What you should do
The entries below must be retyped exactly. Pictures are to be omitted.

Saved entries
--- --- ---

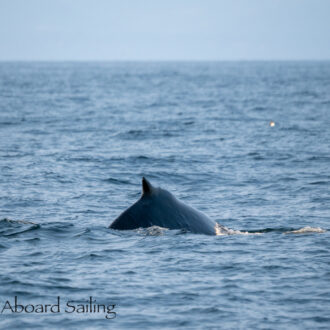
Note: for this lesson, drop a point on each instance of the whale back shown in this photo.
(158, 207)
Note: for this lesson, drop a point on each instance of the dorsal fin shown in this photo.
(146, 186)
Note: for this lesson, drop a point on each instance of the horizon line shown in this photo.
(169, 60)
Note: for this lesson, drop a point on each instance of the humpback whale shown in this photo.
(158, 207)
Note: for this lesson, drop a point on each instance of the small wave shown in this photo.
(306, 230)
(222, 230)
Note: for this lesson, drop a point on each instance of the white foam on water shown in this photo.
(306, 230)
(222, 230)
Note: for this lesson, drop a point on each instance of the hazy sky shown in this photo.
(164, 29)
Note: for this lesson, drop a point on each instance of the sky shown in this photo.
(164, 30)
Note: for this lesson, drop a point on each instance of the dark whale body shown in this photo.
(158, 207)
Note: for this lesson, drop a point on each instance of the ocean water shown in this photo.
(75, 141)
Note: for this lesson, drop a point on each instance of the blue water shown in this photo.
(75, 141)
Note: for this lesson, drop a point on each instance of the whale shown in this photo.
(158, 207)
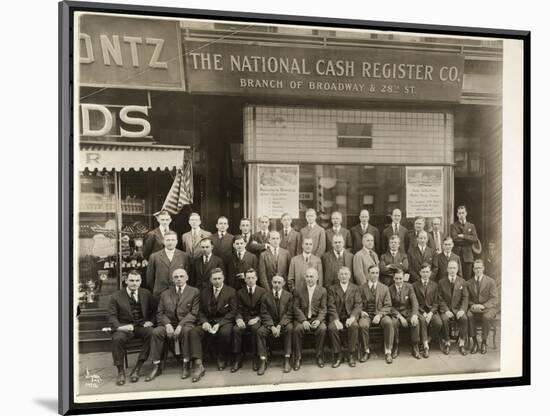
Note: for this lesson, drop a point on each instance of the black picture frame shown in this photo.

--- --- ---

Answer section
Note: for this lesson, drop a point on each instance of the whale back shown in this photo.
(158, 207)
Note: for this lesson, drop a point on each instance of the dorsal fin shown in this photo.
(146, 186)
Note: for this lesson, drop a point on each instance of the horizon line shown in this photo.
(169, 60)
Note: for this lesson, drop a point on each instance of the humpback whale shown in this photo.
(158, 207)
Note: for this lesson, drop a point on each instance of the small wave shown in this photo.
(306, 230)
(222, 230)
Note: for this lesson, drop a point on each instance of the white foam on water shown in this photo.
(306, 230)
(222, 230)
Note: for this lesson, drop a point on each instance of the hazy sky shown in this photo.
(164, 29)
Note: for this lesson, drop a point on each instance of the sky shown in this photo.
(164, 30)
Note: for this lesson, drop a point on each instance of the dark whale body shown in this photo.
(158, 207)
Note: for this lesson, drop a point on each instance of the ocean water shown in this photo.
(75, 141)
Note: for this lesson, drop a point on each instance of the blue water shown in this photo.
(75, 141)
Note: for this lesson, drop a point on each instance of the whale shown in this photo.
(158, 207)
Note: for this lesson, drop a point on each instance of the black picture frame shown in this photo.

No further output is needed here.